• [TO DO]:
**1)** Condense the paragraph of the football blog post that begins "Since the turn of the year" while keeping its main facts.
**2)** Reproduce the football blog post word for word from "An attitude adjustment" to "time at all.".

• [GIVEN TEXT]:
--- Begin ---
An attitude adjustment

We’ve gone into that feeling that I hate in football – going to a game merely hoping for something good to happen. For a couple of months I’ve expected a win, most of the time, especially at King George’s Field, I’ve got it.

Since the turn of the year, that confidence has sharply been eroded. And the feeling of disgruntlement and despondency has increased. It’s a typical thing, though, of life as a football supporters, there is absolutely no grey zone, cups are full or empty never half of either. No doubt the next win (hoping that there will be one) will change the mood and we will be on our way to winning the FIFA Club World Cup in no time at all.

However, the weekend that involved the Folkestone Invicta match was a severely unhappy and disappointing one.

Because of closures on the M20 to install a new bridge, alternative routes and thoughts were needed as to how to get to Folkestone and where to stay for the two nights that Rosey and I decided that we wanted to cut down on the travelling on the day.
--- End ---
• [Stored entries]:
--- Begin ---
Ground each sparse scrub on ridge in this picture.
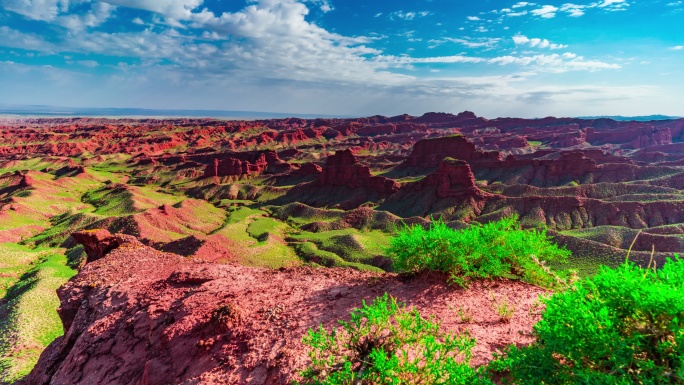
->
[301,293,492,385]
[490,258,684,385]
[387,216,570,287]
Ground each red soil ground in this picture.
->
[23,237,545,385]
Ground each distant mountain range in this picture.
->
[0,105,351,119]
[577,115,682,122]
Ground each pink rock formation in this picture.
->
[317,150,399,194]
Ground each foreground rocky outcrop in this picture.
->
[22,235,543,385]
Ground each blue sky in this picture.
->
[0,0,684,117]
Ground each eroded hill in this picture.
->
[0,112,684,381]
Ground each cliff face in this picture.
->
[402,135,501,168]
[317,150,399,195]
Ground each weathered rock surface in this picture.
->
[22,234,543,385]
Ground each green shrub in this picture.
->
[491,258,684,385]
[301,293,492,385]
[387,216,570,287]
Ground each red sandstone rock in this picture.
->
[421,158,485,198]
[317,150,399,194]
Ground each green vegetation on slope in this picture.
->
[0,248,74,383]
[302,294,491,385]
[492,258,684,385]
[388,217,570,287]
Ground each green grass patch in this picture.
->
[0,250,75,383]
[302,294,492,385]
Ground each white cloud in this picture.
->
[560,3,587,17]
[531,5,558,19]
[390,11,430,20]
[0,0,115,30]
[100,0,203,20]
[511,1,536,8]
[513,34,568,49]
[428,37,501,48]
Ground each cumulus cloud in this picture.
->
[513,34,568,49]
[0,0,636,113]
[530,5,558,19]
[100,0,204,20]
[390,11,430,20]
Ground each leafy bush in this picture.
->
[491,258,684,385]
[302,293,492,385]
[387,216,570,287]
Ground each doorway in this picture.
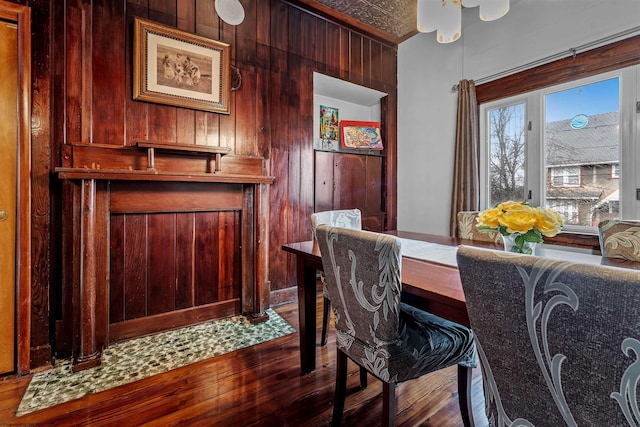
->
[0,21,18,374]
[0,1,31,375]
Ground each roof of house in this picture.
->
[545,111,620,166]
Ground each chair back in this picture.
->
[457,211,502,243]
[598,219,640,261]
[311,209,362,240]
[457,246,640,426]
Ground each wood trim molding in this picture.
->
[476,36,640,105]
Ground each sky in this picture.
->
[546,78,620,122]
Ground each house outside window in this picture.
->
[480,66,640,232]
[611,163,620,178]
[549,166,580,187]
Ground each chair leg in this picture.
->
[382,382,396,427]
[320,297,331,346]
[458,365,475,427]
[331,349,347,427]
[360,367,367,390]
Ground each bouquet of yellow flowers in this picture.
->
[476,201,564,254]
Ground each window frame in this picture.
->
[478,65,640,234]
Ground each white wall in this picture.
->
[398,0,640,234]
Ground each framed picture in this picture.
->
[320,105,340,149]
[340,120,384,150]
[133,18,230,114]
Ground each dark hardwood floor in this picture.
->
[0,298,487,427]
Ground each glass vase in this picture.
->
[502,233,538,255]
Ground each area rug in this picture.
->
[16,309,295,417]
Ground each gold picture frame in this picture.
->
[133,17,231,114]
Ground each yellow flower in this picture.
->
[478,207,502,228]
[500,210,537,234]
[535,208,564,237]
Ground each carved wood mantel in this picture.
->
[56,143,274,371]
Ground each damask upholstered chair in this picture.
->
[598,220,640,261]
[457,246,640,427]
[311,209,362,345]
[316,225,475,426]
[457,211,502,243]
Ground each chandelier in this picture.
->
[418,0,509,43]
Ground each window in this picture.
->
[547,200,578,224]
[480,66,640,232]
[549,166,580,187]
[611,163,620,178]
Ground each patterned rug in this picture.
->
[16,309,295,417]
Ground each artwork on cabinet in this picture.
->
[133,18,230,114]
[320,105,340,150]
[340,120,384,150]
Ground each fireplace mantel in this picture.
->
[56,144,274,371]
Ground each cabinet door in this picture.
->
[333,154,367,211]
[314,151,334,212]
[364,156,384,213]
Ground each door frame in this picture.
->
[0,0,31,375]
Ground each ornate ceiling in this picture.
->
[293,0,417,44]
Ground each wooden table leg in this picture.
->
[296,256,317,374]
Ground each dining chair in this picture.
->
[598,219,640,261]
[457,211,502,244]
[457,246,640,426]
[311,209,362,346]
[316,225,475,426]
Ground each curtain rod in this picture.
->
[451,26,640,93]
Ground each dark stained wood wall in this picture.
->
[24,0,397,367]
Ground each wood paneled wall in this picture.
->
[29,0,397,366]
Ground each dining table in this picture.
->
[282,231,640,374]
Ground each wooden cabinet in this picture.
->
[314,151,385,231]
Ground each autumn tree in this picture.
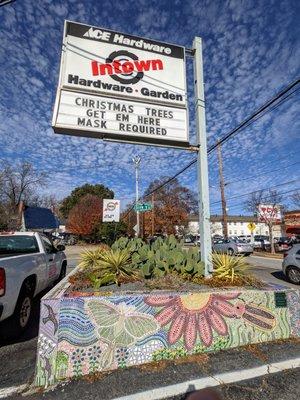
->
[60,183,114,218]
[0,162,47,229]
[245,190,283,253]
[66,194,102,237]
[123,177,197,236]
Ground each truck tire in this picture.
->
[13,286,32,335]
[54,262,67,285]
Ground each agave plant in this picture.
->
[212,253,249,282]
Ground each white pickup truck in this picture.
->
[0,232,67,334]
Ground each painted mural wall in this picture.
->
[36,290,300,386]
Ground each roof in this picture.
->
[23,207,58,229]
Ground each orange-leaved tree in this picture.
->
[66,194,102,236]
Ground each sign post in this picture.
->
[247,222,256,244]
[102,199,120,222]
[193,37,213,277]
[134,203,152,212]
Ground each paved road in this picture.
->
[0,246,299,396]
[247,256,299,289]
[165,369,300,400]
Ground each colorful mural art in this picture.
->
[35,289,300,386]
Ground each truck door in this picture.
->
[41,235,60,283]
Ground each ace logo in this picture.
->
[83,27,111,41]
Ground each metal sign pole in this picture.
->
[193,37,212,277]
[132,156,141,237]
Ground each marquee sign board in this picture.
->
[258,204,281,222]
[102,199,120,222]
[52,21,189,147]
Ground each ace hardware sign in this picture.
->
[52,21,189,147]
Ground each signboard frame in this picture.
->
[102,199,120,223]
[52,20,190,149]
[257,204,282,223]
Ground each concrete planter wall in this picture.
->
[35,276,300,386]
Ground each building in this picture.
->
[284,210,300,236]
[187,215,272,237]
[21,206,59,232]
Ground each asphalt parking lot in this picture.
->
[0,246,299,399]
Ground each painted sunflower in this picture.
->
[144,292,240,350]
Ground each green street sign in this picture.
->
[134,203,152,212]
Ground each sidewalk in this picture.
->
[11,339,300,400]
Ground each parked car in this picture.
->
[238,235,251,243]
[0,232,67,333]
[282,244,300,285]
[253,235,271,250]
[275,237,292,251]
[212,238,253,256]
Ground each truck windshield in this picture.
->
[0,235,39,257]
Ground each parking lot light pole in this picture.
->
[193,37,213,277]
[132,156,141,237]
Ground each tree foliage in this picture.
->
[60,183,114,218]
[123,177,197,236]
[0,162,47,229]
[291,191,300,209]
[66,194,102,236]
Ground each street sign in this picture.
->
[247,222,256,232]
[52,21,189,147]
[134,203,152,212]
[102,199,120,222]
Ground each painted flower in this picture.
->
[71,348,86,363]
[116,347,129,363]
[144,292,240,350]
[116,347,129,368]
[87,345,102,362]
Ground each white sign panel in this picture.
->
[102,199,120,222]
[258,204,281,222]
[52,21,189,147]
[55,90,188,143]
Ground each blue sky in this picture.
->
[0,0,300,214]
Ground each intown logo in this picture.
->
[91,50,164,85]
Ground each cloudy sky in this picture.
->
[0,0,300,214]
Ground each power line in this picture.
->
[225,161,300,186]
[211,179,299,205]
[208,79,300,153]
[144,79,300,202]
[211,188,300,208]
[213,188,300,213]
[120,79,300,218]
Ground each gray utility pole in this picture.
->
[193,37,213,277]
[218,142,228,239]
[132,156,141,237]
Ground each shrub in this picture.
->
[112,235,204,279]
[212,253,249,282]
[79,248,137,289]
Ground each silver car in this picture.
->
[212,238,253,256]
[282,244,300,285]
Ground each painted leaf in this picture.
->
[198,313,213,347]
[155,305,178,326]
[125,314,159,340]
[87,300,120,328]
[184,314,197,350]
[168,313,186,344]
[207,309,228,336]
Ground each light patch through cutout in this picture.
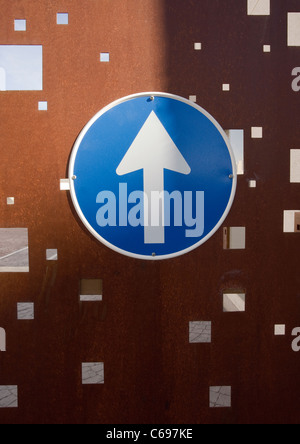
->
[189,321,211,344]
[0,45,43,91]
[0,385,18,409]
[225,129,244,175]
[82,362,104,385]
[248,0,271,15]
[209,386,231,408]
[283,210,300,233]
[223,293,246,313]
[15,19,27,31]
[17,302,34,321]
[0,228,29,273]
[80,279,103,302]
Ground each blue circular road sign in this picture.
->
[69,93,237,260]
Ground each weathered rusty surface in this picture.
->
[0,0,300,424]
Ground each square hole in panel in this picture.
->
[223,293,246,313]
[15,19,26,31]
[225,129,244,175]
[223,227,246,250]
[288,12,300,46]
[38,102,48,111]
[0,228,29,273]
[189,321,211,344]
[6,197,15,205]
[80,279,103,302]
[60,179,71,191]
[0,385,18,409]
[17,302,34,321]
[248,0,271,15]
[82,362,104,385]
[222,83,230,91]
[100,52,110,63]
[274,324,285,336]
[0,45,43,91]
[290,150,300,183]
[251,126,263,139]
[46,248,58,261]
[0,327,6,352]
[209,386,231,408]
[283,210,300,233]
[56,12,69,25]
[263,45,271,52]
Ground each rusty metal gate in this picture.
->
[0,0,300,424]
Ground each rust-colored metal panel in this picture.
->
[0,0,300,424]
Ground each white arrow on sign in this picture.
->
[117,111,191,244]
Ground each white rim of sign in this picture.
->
--- End ---
--- Begin ---
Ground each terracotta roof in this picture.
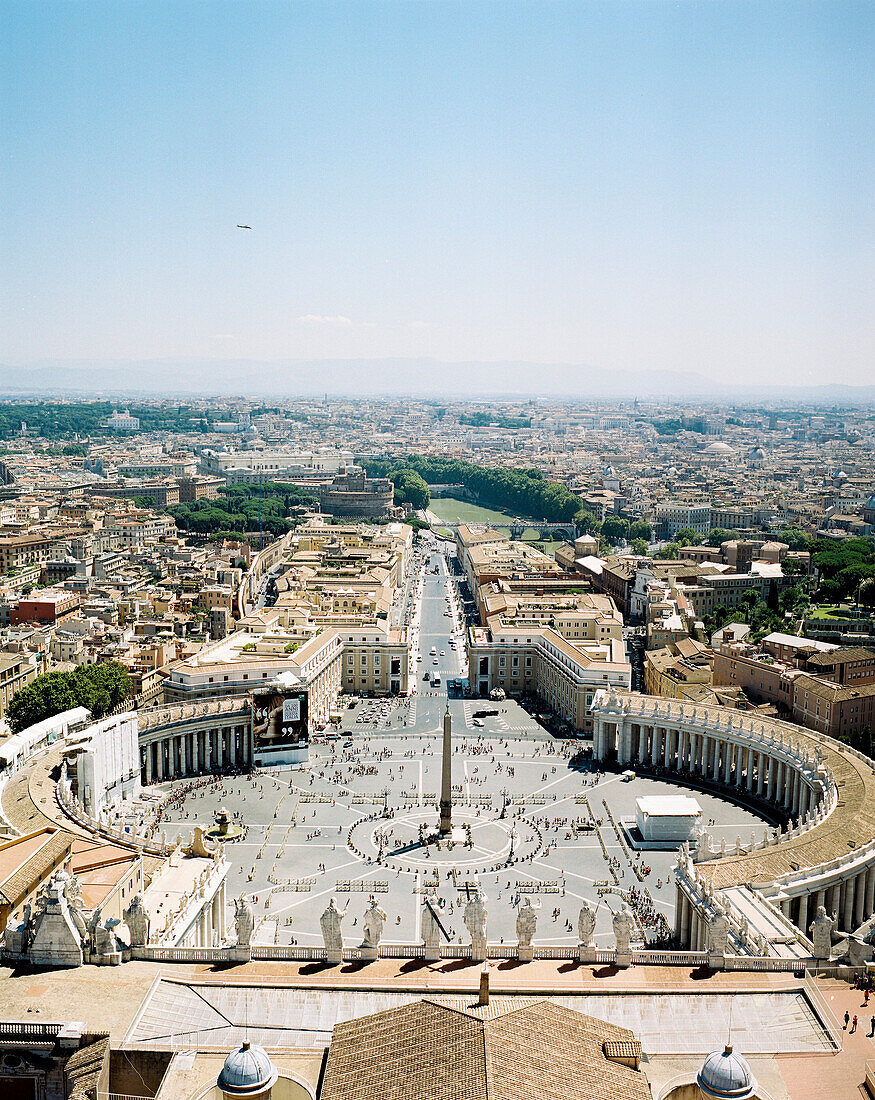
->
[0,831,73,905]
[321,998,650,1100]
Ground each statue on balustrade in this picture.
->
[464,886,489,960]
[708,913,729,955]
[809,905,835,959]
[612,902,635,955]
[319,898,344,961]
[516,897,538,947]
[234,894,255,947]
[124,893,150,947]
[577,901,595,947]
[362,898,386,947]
--- End ---
• [ANSWERS FOR THIS EXERCISE]:
**1)** Since the start of the year, confidence has dropped sharply, and disgruntlement and despondency have grown. For football supporters there is no grey zone: cups are full or empty, never half of either. The next win, if one comes, will no doubt change the mood and put us on our way to winning the FIFA Club World Cup in no time.

**2)**
An attitude adjustment

We’ve gone into that feeling that I hate in football – going to a game merely hoping for something good to happen. For a couple of months I’ve expected a win, most of the time, especially at King George’s Field, I’ve got it.

Since the turn of the year, that confidence has sharply been eroded. And the feeling of disgruntlement and despondency has increased. It’s a typical thing, though, of life as a football supporters, there is absolutely no grey zone, cups are full or empty never half of either. No doubt the next win (hoping that there will be one) will change the mood and we will be on our way to winning the FIFA Club World Cup in no time at all.